= To-do list =
• A. In the text about Kansas City, in what year did the writer spend a summer there at a law firm?
• B. Rewrite the records from the line containing "target: white cloud" down to the line containing "31L82 29L81 28L84", changing "instance" to "occurrence" and leaving everything else as it is.

= Text =
"""
Beef, Quick Meals, Random Thoughts, Sandwich

Talk of the Town.

Sometimes, on days when the drive home takes a really long time and the road rage of fellow drivers is especially savage, and Baltimore seems so … Baltimore, I think about moving back to the midwest. At times like this, my husband and I casually entertain crazy ideas like moving to such a place as, say, Kansas City.

Kansas City? Sure. I’m as surprised as you are, of course. I spent a summer there at a law firm while in law school, back in 1992, and I hated it. No, no – that’s too strong a term. I just didn’t consider it at the time. After a couple of weeks in town dealing with my weird housemate, a senior associate at my firm who arose at 4:00 every morning to set her hair in rollers, sit under a giant Oster hairdryer embellished with a Don’t Mess With Texas bumper sticker, and paint herself a fresh manicure while giving me the evil eye from under a pair of great big false eyelashes, I decided I didn’t want anything to do with Kansas City and started spending weekends driving back to Minneapolis. Not all weekends, though. And I spent my fair share of afternoons at Royals games sitting on the first base side, and nights at The Levee in Westport, drinking cold Boulevards outside and trying to avoid a guy the summer associates of Kansas City had derisively named Eggs Benedict. Looking back, I guess it was more fun than it seemed at the time, but in ’92, it struck me as a lot of heat and humidity in a cowtown under the crabby watch of Miss Texas Big Hair.

So it came as something of a surprise when, last November, I traveled to Kansas City for business and discovered a lot to like about the city. I had learned a few things in my nearly twenty years’ absence – first, that a number of very fine restaurants like Bluestem and Julian had opened in Kansas City; and second, that I had overlooked nearly all of the city’s many strong points during my summer.
"""
= Exercise data =
"""
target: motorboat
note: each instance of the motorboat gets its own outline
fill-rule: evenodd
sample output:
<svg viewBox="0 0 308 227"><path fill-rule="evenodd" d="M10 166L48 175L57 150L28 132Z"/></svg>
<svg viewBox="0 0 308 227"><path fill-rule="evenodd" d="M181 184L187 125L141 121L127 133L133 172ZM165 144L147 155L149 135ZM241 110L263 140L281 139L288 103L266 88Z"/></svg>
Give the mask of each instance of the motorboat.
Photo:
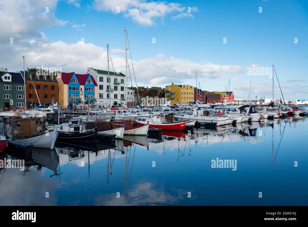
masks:
<svg viewBox="0 0 308 227"><path fill-rule="evenodd" d="M120 126L124 125L124 135L147 135L149 129L149 125L141 124L135 120L131 121L115 121L111 122L112 126Z"/></svg>
<svg viewBox="0 0 308 227"><path fill-rule="evenodd" d="M94 129L97 132L98 135L104 134L115 134L118 138L122 138L124 134L124 126L113 126L111 122L89 122L84 123L86 129Z"/></svg>
<svg viewBox="0 0 308 227"><path fill-rule="evenodd" d="M53 149L59 134L58 126L50 130L46 130L41 118L30 118L25 115L22 117L11 118L6 133L9 139L31 144L34 147Z"/></svg>
<svg viewBox="0 0 308 227"><path fill-rule="evenodd" d="M173 122L166 118L167 115L151 114L148 117L140 117L135 121L142 125L148 124L150 128L162 129L167 130L183 130L185 127L185 122ZM168 118L168 117L167 117ZM172 117L172 118L173 116ZM173 119L172 119L173 120Z"/></svg>
<svg viewBox="0 0 308 227"><path fill-rule="evenodd" d="M47 122L46 122L47 123ZM59 132L57 141L91 142L97 140L96 131L94 129L86 129L81 118L70 119L68 122L57 126L46 124L48 130L54 129L57 126Z"/></svg>

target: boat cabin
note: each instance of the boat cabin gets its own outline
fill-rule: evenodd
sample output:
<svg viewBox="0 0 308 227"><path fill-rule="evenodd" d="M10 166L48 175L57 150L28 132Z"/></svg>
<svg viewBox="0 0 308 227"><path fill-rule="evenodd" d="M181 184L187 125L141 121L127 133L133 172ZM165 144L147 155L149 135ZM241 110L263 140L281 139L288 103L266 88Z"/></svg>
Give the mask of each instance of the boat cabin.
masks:
<svg viewBox="0 0 308 227"><path fill-rule="evenodd" d="M11 130L9 134L15 138L32 137L43 134L44 126L38 118L11 118Z"/></svg>

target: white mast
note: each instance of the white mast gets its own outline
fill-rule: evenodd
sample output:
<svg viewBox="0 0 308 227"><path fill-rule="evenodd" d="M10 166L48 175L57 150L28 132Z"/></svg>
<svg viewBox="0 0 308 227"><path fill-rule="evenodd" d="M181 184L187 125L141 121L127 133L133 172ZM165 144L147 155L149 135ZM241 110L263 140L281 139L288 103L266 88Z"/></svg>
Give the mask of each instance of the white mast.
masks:
<svg viewBox="0 0 308 227"><path fill-rule="evenodd" d="M23 82L24 85L24 89L25 89L25 106L26 108L27 102L26 101L26 72L25 72L25 56L22 56L22 59L23 60Z"/></svg>
<svg viewBox="0 0 308 227"><path fill-rule="evenodd" d="M124 29L125 31L125 105L127 105L127 91L126 90L127 87L127 47L126 46L126 29Z"/></svg>

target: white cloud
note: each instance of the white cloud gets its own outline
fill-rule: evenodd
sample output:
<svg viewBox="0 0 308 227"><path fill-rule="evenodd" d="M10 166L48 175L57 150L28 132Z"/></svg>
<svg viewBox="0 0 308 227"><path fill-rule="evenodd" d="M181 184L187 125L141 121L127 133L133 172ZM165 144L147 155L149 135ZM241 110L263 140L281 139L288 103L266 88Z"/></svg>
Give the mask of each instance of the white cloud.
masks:
<svg viewBox="0 0 308 227"><path fill-rule="evenodd" d="M191 13L185 12L187 8L178 3L165 2L149 2L145 0L95 0L93 8L99 11L110 11L113 13L124 14L124 16L131 18L142 25L151 26L159 18L162 19L167 14L178 14L174 19L185 17L193 18ZM192 11L197 12L195 7Z"/></svg>
<svg viewBox="0 0 308 227"><path fill-rule="evenodd" d="M181 13L179 14L178 14L176 16L172 17L171 18L173 20L176 20L177 19L182 18L183 17L191 17L192 18L194 18L194 16L191 13Z"/></svg>
<svg viewBox="0 0 308 227"><path fill-rule="evenodd" d="M82 31L82 29L81 28L84 27L86 27L85 24L74 24L73 26L73 27L76 28L78 31Z"/></svg>
<svg viewBox="0 0 308 227"><path fill-rule="evenodd" d="M5 22L1 23L0 41L8 40L8 43L11 37L14 42L19 38L43 38L39 31L40 29L65 25L67 21L59 20L55 16L58 1L0 1L0 21ZM47 10L48 12L46 12Z"/></svg>
<svg viewBox="0 0 308 227"><path fill-rule="evenodd" d="M69 4L72 4L76 7L79 8L80 7L79 2L81 0L67 0L67 3Z"/></svg>

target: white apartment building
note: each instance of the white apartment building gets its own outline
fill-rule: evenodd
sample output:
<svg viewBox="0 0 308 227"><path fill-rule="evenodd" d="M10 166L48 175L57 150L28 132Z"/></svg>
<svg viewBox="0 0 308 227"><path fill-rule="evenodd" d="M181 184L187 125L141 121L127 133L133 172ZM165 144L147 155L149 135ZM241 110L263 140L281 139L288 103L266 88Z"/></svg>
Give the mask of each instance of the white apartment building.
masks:
<svg viewBox="0 0 308 227"><path fill-rule="evenodd" d="M127 95L125 96L126 77L122 73L109 71L108 78L108 71L88 68L87 73L91 75L97 84L98 102L107 103L109 95L110 99L115 105L121 102L125 104L127 97L128 102L132 102L134 91L127 89Z"/></svg>

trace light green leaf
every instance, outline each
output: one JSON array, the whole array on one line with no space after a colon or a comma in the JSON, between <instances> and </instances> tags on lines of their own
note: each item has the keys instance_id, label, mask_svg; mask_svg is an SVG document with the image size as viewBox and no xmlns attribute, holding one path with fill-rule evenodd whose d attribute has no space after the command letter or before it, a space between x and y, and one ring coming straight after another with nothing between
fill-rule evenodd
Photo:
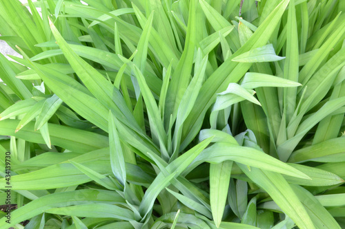
<instances>
[{"instance_id":1,"label":"light green leaf","mask_svg":"<svg viewBox=\"0 0 345 229\"><path fill-rule=\"evenodd\" d=\"M284 58L285 57L277 56L273 46L269 44L245 52L231 61L240 63L257 63L278 61Z\"/></svg>"}]
</instances>

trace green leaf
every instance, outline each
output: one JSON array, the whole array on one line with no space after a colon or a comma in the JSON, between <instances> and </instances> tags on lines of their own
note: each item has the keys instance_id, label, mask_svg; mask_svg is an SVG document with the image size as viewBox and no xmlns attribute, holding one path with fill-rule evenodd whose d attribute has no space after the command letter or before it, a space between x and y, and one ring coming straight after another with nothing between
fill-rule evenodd
<instances>
[{"instance_id":1,"label":"green leaf","mask_svg":"<svg viewBox=\"0 0 345 229\"><path fill-rule=\"evenodd\" d=\"M278 173L239 164L246 175L264 188L278 206L302 228L315 228L308 212L285 179Z\"/></svg>"},{"instance_id":2,"label":"green leaf","mask_svg":"<svg viewBox=\"0 0 345 229\"><path fill-rule=\"evenodd\" d=\"M61 105L61 103L62 100L55 94L52 95L52 97L44 101L41 113L39 113L36 120L36 123L34 124L35 130L39 129L49 120L55 111L59 109L59 107Z\"/></svg>"},{"instance_id":3,"label":"green leaf","mask_svg":"<svg viewBox=\"0 0 345 229\"><path fill-rule=\"evenodd\" d=\"M131 221L134 220L134 213L126 208L108 204L86 204L68 207L54 208L46 210L46 212L79 217L114 218Z\"/></svg>"},{"instance_id":4,"label":"green leaf","mask_svg":"<svg viewBox=\"0 0 345 229\"><path fill-rule=\"evenodd\" d=\"M302 85L297 82L268 74L247 72L243 78L241 86L246 89L254 89L261 87L294 87Z\"/></svg>"},{"instance_id":5,"label":"green leaf","mask_svg":"<svg viewBox=\"0 0 345 229\"><path fill-rule=\"evenodd\" d=\"M236 56L231 61L241 63L257 63L278 61L285 57L278 56L272 44L257 47Z\"/></svg>"},{"instance_id":6,"label":"green leaf","mask_svg":"<svg viewBox=\"0 0 345 229\"><path fill-rule=\"evenodd\" d=\"M109 146L112 173L124 186L126 185L126 166L124 152L114 120L116 118L109 111Z\"/></svg>"},{"instance_id":7,"label":"green leaf","mask_svg":"<svg viewBox=\"0 0 345 229\"><path fill-rule=\"evenodd\" d=\"M230 207L239 219L242 219L247 208L247 182L240 179L235 182L232 179L228 188L228 201Z\"/></svg>"},{"instance_id":8,"label":"green leaf","mask_svg":"<svg viewBox=\"0 0 345 229\"><path fill-rule=\"evenodd\" d=\"M212 153L210 153L212 152ZM233 160L250 166L260 168L270 171L292 175L296 177L310 179L306 175L264 152L253 148L239 146L228 143L216 143L205 149L190 165L195 168L204 162L220 163L225 160Z\"/></svg>"},{"instance_id":9,"label":"green leaf","mask_svg":"<svg viewBox=\"0 0 345 229\"><path fill-rule=\"evenodd\" d=\"M219 227L228 197L232 161L210 165L210 202L212 216Z\"/></svg>"}]
</instances>

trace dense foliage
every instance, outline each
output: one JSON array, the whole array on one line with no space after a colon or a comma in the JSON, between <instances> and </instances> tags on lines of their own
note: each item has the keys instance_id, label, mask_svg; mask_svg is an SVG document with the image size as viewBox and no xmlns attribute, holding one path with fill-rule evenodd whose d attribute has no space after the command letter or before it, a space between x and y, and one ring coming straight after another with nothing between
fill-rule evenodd
<instances>
[{"instance_id":1,"label":"dense foliage","mask_svg":"<svg viewBox=\"0 0 345 229\"><path fill-rule=\"evenodd\" d=\"M344 228L344 10L0 0L0 228Z\"/></svg>"}]
</instances>

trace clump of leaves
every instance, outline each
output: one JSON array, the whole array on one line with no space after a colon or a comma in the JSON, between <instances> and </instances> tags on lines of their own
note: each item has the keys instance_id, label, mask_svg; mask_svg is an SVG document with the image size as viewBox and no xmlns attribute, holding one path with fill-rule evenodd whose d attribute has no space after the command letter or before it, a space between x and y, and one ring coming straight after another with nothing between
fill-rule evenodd
<instances>
[{"instance_id":1,"label":"clump of leaves","mask_svg":"<svg viewBox=\"0 0 345 229\"><path fill-rule=\"evenodd\" d=\"M345 227L345 1L28 6L0 0L0 228Z\"/></svg>"}]
</instances>

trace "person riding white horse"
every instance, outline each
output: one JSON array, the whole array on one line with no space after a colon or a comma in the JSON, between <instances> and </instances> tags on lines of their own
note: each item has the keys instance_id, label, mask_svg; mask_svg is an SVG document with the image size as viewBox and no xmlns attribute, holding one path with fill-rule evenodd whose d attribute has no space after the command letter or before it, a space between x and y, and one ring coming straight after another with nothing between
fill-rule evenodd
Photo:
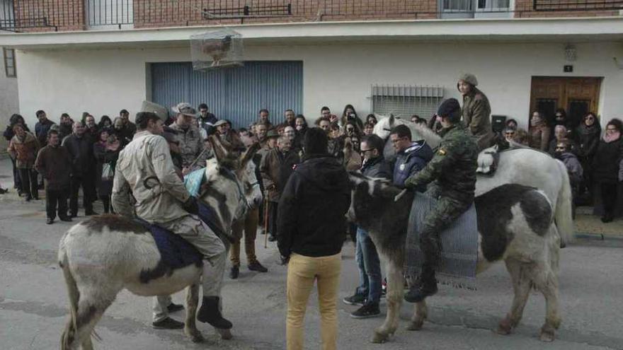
"""
= Answers for the tasks =
• A. 1992

• B.
target: white cloud
note: each occurrence of the white cloud gets its own outline
fill-rule: evenodd
sample output:
<svg viewBox="0 0 308 227"><path fill-rule="evenodd" d="M10 166L48 175L57 150L28 132Z"/></svg>
<svg viewBox="0 0 308 227"><path fill-rule="evenodd" d="M181 184L187 125L141 121L127 133L133 172ZM165 144L147 155L149 135ZM241 110L263 140L281 139L288 103L266 88Z"/></svg>
Give the mask of each occurrence of the white cloud.
masks:
<svg viewBox="0 0 308 227"><path fill-rule="evenodd" d="M191 13L185 12L187 8L178 3L165 2L149 2L145 0L95 0L93 8L99 11L110 11L113 13L124 14L124 16L131 18L142 25L151 26L159 18L162 19L167 14L178 14L174 19L185 17L193 18ZM192 11L197 12L195 7Z"/></svg>
<svg viewBox="0 0 308 227"><path fill-rule="evenodd" d="M181 13L179 14L178 14L176 16L172 17L171 18L173 20L176 20L177 19L182 18L183 17L191 17L192 18L194 18L194 16L191 13Z"/></svg>
<svg viewBox="0 0 308 227"><path fill-rule="evenodd" d="M82 31L82 29L81 28L84 27L86 27L85 24L74 24L73 26L73 27L76 28L78 31Z"/></svg>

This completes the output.